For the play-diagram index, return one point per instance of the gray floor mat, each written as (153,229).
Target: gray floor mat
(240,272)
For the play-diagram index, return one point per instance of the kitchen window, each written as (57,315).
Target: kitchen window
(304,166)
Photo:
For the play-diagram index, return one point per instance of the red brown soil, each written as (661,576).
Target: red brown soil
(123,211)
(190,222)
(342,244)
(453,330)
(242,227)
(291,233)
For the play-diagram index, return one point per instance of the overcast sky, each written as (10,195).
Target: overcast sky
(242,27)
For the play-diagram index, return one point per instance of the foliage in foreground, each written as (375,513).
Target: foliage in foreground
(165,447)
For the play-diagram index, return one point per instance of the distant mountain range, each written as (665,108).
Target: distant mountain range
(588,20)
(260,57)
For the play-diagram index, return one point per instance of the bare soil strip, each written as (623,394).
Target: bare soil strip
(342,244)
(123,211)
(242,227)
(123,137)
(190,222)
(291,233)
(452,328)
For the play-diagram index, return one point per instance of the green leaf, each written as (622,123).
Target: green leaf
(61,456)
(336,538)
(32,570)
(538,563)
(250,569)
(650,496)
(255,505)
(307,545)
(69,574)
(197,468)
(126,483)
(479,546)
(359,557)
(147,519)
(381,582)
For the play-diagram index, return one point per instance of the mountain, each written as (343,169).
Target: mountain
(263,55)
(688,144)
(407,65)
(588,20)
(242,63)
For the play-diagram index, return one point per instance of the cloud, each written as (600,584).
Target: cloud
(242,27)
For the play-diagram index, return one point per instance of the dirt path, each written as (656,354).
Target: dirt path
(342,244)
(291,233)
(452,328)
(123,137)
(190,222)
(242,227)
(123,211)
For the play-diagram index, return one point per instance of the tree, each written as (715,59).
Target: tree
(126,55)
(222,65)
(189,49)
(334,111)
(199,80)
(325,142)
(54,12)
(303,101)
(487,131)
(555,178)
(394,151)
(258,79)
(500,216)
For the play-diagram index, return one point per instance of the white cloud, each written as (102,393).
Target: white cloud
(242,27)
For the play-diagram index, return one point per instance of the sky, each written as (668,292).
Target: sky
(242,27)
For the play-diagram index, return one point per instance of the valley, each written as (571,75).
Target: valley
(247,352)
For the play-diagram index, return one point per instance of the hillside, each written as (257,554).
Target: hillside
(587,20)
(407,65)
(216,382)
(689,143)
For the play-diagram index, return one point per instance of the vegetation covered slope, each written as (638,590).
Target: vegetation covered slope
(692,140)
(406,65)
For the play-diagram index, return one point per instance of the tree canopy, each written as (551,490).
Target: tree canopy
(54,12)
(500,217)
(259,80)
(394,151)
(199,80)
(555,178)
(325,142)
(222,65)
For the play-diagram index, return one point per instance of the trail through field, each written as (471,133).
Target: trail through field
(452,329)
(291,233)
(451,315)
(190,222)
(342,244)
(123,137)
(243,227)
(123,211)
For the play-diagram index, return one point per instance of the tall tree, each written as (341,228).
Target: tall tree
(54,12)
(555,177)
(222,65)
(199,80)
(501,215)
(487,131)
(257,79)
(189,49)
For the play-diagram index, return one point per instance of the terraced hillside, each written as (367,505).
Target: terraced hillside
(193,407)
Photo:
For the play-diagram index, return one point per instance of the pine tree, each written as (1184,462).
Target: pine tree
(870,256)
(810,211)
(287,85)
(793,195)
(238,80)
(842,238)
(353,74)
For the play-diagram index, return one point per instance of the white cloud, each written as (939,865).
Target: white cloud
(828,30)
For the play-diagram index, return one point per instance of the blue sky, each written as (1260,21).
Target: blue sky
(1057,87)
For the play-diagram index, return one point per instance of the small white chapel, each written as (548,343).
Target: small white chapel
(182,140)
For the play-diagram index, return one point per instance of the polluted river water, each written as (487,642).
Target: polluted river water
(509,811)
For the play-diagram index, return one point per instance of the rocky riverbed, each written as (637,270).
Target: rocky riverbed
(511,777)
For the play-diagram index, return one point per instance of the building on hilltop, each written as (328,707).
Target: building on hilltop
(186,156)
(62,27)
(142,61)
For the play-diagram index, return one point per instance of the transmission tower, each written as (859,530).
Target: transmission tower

### Instructions for the task
Output exactly the lines above, from the one holding "written as (939,865)." through the end of the data, including the first and last.

### Output for this exercise
For the play-diagram index, return one point per instance of the white cloud, each written as (939,865).
Target: white cloud
(828,30)
For the play-diagram index, return one point per instance of the blue sky, each written as (1260,21).
Target: blue sky
(1057,87)
For the play-diagram index, return one point per instance of the small white chapel, each written as (548,343).
Target: small white chapel
(182,140)
For the play-diagram index, return one point per instance of the polluted river water, each written as (487,642).
Target: polluted river water
(509,811)
For the play-diagram index, return one point per instance of the rocky riverbed, each written as (637,270).
Target: rocky riverbed
(511,777)
For the play-diagram index, return one point per instance of the building on hilltop, each written as (328,707).
Target: building on hilltop
(186,156)
(62,27)
(142,61)
For the play-diagram index, return one point per instance of the transmission tower, each written as (859,530).
Target: transmission tower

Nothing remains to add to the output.